◆ Text provided:
— begin —

# Deer Fence



## UncleJoe (Jan 11, 2009)

We can typically get 6-7 bushel of corn from plot I grow. Last year the deer decimated it so I decided to put up a fence this year in hopes of keeping them out. For the last 4 weeks, between the all day soaking rain events, I've been working on it.
The fenced area is a little shy of 7000sf. 6' "T" posts are the main support for the 3" tall woven wire fence I picked up at an auction 2 years ago. 2x4's that I had cut from hemlock trees I took down are wired to every other post. Locust rails from a split rail fence I removed for a customer are used as corner braces. For about 2/3 of it, 4' tall plastic garden fencing is stapled to the 2x4's for a total height of 7'. Since I ran out of plastic, I used some 4' welded wire fence that was left over from the dog fence we put up a couple years ago. To hang that, I screwed small hooks into the 2x4's and then wired the fence to them.
This past weekend we had some pretty wicked storms blow through and I was a bit concerned that my little project wouldn't hold up but it was still there Sunday afternoon.

The first pic is before the fence.

The second 2 are with the project in the works. On the right side you can see the uprights and barely make out the plastic fence that is only partially attached. The wooden gate is access at the mid-point of the garden. On the left side right in front of the wheelbarrow you can just make out a small platform. That's where the bee hives are going to be placed next week. 
I haven't taken any pics of the finished product yet. If it ever stops raining I'll get to that.

The bottom pic is the lower garden that was taken last year.
Total gardening space for this year is just shy of 10,000sf.


----------



## Emerald (Jun 14, 2010)

Good luck! They cut down a small apple orchard near me(like less than a 1/4 mile away) and the deer have been like locusts in our small village ever since! To the point that hubs and I were having a bit of a fire outback and it was just getting dark and four deer snorted and stomped a bit cuz we were too close to the garden and I think they wanted us to leave.. I got up and went over to them (about 20 yards off) and yelled and they turned and ran.

Now if you find that they can jump the 6 foot fence(I have read this but not tried it yet) you can get a few little bamboo poles(in the garden center they come in bundles) and tie them to the top of your poles and then string fishing line in horizontal lines across them from one to another. I have tied the fishing line across where they used to come in the yard and they just stopped going that way and go around to another spot, so this year I am gonna try it all along the side and back yard. The claim is that the deer don't like the feel of it on their faces and will not pass.


----------



## BasecampUSA (Dec 26, 2010)

Great pics Uncle Joe... is that your compost pile to the left in pic 1? - Mine's that big too!!  
... I just bought a new Mill Creek manure spreader PT0 driven, -gettin old and lazy 

We're going to set up a farm stand this year. My garden area is about 2 acres, we're doubling that this year due to increased demand of local produce. A second greenhouse was just added to the the homestead.

— end —

◆ Material supplied:
— begin —

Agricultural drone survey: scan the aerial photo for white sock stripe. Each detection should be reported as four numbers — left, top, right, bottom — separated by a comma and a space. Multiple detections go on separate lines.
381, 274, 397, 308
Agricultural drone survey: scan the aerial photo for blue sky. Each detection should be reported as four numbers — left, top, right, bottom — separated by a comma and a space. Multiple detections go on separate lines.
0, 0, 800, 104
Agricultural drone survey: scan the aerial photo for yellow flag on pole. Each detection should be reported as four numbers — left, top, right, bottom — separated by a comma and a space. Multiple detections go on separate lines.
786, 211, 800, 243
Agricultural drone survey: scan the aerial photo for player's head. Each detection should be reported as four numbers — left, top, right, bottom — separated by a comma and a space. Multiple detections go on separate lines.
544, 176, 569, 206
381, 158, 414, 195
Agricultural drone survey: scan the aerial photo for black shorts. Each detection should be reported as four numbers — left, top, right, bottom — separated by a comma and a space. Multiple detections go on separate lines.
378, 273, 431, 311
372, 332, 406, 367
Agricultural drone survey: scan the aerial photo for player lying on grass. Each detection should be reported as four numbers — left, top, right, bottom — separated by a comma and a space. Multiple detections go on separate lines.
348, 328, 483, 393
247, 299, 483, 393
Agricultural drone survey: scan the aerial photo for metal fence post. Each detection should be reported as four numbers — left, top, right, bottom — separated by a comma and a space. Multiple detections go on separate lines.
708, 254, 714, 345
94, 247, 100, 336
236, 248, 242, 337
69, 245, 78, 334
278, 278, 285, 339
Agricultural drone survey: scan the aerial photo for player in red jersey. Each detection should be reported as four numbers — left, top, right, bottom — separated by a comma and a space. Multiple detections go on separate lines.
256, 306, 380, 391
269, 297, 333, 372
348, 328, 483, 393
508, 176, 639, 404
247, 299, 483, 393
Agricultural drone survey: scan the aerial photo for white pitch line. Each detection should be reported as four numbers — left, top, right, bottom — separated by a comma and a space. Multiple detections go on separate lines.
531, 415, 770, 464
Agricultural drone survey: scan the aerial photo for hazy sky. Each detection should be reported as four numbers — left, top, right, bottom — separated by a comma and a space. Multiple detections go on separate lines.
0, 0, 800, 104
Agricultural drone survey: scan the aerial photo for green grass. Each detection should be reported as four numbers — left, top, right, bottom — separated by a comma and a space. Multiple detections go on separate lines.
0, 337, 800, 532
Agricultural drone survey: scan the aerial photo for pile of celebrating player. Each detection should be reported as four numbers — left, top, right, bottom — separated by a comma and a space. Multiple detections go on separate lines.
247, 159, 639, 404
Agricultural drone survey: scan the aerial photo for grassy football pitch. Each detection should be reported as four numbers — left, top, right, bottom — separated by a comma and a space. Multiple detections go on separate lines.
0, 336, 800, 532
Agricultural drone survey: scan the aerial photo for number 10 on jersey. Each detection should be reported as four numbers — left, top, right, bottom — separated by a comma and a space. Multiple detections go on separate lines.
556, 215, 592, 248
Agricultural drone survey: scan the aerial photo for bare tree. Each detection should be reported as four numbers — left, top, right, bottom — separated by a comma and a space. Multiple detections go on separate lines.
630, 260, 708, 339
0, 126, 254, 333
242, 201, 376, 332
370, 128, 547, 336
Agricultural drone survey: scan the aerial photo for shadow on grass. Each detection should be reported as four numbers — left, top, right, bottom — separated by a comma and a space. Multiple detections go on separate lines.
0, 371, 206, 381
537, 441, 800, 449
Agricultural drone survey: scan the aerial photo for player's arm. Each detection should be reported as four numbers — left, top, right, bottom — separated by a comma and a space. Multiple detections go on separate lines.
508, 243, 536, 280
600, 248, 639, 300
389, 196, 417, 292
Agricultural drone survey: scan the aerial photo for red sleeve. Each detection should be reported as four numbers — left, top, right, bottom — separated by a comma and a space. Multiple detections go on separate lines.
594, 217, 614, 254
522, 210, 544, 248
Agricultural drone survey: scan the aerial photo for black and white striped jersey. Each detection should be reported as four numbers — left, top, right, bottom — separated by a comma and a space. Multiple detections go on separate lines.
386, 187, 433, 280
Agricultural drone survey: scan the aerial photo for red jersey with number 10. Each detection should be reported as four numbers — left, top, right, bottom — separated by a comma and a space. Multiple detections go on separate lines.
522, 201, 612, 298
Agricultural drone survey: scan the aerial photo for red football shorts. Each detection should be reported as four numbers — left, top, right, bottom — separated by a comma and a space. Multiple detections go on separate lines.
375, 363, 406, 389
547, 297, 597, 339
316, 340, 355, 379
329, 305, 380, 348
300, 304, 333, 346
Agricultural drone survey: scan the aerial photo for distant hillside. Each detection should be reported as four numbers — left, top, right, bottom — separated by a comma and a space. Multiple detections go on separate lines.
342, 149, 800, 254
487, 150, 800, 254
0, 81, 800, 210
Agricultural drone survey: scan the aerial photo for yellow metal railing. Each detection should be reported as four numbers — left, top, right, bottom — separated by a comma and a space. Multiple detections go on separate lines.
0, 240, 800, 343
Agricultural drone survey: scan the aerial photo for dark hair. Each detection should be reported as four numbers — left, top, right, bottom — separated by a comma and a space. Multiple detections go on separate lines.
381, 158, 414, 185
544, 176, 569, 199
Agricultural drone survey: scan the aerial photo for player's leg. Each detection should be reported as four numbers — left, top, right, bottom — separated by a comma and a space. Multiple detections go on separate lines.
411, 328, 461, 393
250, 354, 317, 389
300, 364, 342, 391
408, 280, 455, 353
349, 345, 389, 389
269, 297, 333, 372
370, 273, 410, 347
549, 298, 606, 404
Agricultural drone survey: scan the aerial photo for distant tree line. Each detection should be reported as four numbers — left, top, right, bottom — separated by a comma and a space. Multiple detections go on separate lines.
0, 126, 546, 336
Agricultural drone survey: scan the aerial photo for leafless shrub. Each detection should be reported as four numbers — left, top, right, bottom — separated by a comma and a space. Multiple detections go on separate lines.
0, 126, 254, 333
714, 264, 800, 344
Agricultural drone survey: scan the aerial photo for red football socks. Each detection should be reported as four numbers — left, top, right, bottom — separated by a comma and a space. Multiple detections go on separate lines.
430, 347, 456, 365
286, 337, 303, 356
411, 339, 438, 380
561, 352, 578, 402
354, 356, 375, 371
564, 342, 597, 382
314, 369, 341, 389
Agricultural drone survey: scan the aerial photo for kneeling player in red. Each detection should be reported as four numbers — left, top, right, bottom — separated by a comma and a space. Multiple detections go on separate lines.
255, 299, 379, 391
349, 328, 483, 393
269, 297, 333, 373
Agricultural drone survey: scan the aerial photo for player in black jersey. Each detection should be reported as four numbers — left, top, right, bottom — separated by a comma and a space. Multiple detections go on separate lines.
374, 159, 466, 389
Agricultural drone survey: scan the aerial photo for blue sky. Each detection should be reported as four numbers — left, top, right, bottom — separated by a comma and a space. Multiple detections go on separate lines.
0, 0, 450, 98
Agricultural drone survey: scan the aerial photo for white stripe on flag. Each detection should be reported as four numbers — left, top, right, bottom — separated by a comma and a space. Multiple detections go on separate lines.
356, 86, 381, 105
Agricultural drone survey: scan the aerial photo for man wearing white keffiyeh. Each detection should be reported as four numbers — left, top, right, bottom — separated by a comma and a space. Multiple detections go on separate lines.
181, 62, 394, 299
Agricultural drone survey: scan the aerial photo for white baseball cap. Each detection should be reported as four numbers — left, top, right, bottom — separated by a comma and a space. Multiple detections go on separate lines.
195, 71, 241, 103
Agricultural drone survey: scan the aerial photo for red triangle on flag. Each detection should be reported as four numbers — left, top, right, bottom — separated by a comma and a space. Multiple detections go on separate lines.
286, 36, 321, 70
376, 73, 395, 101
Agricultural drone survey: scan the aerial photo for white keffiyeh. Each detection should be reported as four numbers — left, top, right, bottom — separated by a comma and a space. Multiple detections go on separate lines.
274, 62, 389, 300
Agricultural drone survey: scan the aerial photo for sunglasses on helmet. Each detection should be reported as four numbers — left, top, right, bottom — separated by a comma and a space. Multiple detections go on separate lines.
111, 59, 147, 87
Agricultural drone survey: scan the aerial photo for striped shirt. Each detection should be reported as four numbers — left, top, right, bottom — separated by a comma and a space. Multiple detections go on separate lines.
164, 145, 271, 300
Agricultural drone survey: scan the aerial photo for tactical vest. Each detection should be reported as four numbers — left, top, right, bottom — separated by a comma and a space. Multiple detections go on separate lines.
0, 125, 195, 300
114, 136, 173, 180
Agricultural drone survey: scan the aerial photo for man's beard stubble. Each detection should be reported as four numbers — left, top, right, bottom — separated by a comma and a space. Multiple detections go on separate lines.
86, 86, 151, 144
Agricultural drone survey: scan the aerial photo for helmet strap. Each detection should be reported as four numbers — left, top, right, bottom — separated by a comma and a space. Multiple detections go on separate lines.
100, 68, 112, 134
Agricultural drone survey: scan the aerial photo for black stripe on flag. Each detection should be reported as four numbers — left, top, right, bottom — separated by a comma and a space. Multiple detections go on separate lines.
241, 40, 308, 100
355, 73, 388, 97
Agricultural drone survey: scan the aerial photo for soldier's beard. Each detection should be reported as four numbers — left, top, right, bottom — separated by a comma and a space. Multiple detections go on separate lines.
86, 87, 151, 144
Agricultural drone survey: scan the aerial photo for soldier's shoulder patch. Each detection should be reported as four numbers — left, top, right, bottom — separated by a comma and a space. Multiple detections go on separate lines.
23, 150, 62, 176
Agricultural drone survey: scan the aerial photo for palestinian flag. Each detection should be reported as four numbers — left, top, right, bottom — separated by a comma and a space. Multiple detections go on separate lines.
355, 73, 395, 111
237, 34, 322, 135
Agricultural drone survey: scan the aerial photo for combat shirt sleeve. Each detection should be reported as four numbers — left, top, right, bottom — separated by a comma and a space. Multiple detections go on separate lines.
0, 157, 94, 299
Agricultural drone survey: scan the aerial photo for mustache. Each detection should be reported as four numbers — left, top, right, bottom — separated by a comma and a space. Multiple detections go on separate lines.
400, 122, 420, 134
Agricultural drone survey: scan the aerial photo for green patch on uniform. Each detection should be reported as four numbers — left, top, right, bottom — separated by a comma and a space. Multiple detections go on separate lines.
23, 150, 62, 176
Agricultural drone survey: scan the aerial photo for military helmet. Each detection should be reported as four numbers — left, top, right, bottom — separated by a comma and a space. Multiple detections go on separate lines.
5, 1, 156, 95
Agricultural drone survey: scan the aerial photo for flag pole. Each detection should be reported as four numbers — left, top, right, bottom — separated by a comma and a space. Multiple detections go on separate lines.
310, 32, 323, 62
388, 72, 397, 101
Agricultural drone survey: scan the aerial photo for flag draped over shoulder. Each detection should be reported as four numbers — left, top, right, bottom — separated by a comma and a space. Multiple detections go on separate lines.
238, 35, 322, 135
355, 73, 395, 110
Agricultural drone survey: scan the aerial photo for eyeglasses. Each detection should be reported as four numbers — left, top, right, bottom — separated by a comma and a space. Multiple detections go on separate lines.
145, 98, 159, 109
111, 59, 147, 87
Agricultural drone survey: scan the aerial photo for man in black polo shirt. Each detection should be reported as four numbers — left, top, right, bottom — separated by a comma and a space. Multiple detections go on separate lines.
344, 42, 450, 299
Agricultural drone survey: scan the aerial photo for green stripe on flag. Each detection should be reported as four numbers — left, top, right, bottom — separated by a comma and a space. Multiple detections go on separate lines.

— end —

◆ Requests:
- 1) From the deer fence thread, list each fence material that UncleJoe says he already had from an earlier source, along with that source.
- 2) Reproduce the deer fence thread between "## UncleJoe (Jan" and "working on it.", inclusive, swapping "corn" for "potatoes".

◆ Outputs:
- 1)
- Woven wire fence: picked up at an auction 2 years ago
- 2x4's: cut from hemlock trees he took down
- Locust rails: from a split rail fence he removed for a customer
- 4' welded wire fence: left over from the dog fence put up a couple years ago

- 2)
## UncleJoe (Jan 11, 2009)

We can typically get 6-7 bushel of potatoes from plot I grow. Last year the deer decimated it so I decided to put up a fence this year in hopes of keeping them out. For the last 4 weeks, between the all day soaking rain events, I've been working on it.